**Problem**
Exact copies of all the records are the expected output.

====== Records for processing

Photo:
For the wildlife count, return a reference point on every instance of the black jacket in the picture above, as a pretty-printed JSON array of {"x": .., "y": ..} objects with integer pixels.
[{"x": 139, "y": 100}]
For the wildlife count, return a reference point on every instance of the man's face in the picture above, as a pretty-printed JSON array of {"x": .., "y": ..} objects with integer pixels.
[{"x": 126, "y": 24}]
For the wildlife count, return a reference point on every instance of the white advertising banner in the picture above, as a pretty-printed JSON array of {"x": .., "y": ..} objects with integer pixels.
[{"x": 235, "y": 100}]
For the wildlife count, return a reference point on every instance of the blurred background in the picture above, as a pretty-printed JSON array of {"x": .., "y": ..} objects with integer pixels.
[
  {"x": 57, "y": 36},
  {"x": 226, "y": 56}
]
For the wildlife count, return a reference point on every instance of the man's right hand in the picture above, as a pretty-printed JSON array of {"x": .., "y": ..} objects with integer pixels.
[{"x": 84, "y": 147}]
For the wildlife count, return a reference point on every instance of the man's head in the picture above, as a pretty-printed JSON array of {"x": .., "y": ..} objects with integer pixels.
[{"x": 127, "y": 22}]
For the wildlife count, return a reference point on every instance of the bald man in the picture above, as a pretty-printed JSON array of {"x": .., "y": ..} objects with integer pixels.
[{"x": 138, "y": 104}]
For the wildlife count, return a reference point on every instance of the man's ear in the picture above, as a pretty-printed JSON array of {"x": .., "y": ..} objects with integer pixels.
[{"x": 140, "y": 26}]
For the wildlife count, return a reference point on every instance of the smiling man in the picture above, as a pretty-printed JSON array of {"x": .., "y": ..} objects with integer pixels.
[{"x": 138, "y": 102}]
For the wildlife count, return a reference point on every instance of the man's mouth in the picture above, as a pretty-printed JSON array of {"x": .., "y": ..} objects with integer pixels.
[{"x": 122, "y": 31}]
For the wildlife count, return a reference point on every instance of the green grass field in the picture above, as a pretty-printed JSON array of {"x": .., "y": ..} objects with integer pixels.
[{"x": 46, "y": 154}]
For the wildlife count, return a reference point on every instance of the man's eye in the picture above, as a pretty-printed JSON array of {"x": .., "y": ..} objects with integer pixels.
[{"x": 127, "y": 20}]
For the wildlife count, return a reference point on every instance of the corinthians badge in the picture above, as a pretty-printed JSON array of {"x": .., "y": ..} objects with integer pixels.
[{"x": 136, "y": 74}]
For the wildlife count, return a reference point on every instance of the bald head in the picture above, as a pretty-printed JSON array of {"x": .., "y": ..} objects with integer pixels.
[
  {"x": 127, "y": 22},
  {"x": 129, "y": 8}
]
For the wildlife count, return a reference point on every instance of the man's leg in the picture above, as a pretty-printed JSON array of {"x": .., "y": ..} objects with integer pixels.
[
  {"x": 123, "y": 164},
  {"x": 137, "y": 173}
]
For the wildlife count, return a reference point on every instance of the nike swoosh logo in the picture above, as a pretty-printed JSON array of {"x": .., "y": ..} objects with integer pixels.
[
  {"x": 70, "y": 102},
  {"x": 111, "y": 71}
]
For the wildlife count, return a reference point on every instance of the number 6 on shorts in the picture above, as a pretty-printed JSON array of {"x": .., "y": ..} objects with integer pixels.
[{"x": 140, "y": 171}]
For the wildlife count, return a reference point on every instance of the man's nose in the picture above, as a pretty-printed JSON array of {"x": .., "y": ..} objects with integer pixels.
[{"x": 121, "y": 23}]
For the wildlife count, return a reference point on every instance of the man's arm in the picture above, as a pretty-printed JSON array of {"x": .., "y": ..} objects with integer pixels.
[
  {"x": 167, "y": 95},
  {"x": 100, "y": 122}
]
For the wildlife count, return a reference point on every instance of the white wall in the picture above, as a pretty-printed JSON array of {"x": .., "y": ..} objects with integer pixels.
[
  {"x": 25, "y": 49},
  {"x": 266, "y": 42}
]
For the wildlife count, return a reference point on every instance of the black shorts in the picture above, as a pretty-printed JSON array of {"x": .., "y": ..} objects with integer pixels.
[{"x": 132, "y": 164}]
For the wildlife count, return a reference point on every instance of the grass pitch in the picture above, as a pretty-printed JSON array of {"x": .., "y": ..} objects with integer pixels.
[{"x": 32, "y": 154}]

============

**Exercise answer**
Photo:
For the wildlife count, return a reference point on every instance of the black jacket in the picture above, as a pretty-printed JSON array of {"x": .., "y": ..} objects with integer pixels.
[{"x": 139, "y": 100}]
For the wildlife count, return a reference point on every instance of the man's face in the picture above, as a pretty-printed JSON array of {"x": .., "y": ..} objects with integer pixels.
[{"x": 126, "y": 24}]
For the wildlife count, return a reference point on every instance of the white advertising banner in the picture above, as a pretty-printed JSON array of {"x": .., "y": ..} objects with integer pixels.
[{"x": 235, "y": 100}]
For the wildlife count, return a reference point on every instance of the blurred background in the picture above, as a pretty-printed JSON array of {"x": .., "y": ..} objects with integer pixels.
[
  {"x": 57, "y": 36},
  {"x": 226, "y": 56}
]
For the wildlife count, return a reference point on every instance of the man's right hand in the picture above, as a pretty-printed JSON array of {"x": .., "y": ..} objects with integer pixels.
[{"x": 84, "y": 147}]
For the wildlife count, return a reference point on every instance of the man's head in the picture above, as a pretty-printed JSON array of {"x": .., "y": ..} objects with integer pixels.
[{"x": 127, "y": 22}]
For the wildlife count, return a reference point on every instance of the bald man in the picture above, as a pretty-printed JSON array of {"x": .., "y": ..} objects with integer pixels.
[{"x": 138, "y": 104}]
For the wildlife count, return a reference point on every instance of the man's ear in the picture above, as a pretty-printed JSON array of {"x": .., "y": ..} objects with integer pixels.
[{"x": 140, "y": 26}]
For the wildlife count, return a reference point on every instance of the smiling man in the picture above, as a pretty-printed JSON array of {"x": .., "y": ..} objects with integer pixels.
[{"x": 138, "y": 102}]
For the wildlife count, return a reference point on every instance of the man's mouth in the picture above, as a pretty-printed JSON array of {"x": .., "y": ..} objects with integer pixels.
[{"x": 122, "y": 31}]
For the wildlife count, return a reference point on every instance of the green grass field in the picture above, as a pretty-printed JSON array of {"x": .., "y": ..} objects with integer pixels.
[{"x": 46, "y": 154}]
For the wildlife count, return a reference point on every instance of the man's eye in the picture above, as a pretty-printed JSON array of {"x": .., "y": ..} objects with integer pixels.
[{"x": 127, "y": 20}]
For the wildlife count, return a reference point on every instance of the corinthians badge in the picture above, as a pretty-printed JSON array of {"x": .., "y": ..} objects with integer pixels.
[{"x": 136, "y": 74}]
For the wildlife count, return a reference point on every instance of the bald head in the picture above, as a pretty-printed JSON array of {"x": .., "y": ..} objects with integer pixels.
[
  {"x": 127, "y": 22},
  {"x": 129, "y": 8}
]
For the wildlife count, return a reference point on every instance of the man's leg in the picture above, as a pretty-printed JSON array of {"x": .., "y": ..} objects with integer pixels.
[
  {"x": 123, "y": 164},
  {"x": 137, "y": 173}
]
For the wildlife count, return a reference point on every instance of the nike swoosh logo in the picture above, as a pretty-printed JSON array of {"x": .., "y": ..} objects with integer pixels.
[
  {"x": 70, "y": 102},
  {"x": 111, "y": 71}
]
For the wildlife count, return a reference point on every instance of the number 6 on shorts in the picture above, as a pretty-printed JSON array of {"x": .., "y": ..} objects with integer pixels.
[{"x": 140, "y": 171}]
For the wildlife count, return a reference point on every instance of the man's nose in the picture above, as a pretty-printed JSON array of {"x": .., "y": ..} objects with integer pixels.
[{"x": 121, "y": 23}]
For the wildlife count, return a reference point on every instance of the man's arm in the picture above, as a pretty-printed JSON array of {"x": .., "y": ..} objects with integer pixels.
[
  {"x": 167, "y": 95},
  {"x": 100, "y": 122}
]
For the wildlife count, return a reference point on every instance of the white wall in the picture above, as a pretty-printed JSON array of {"x": .., "y": ..} objects with integer pixels.
[
  {"x": 25, "y": 49},
  {"x": 266, "y": 42}
]
For the wildlife count, return a reference point on every instance of the black shorts in the picture above, as a pretty-printed JSON array of {"x": .., "y": ..} objects with integer pixels.
[{"x": 132, "y": 164}]
For the wildlife count, return a reference point on every instance of the grass pitch in the picture above, as a pretty-printed JSON array of {"x": .., "y": ..} objects with integer pixels.
[{"x": 32, "y": 154}]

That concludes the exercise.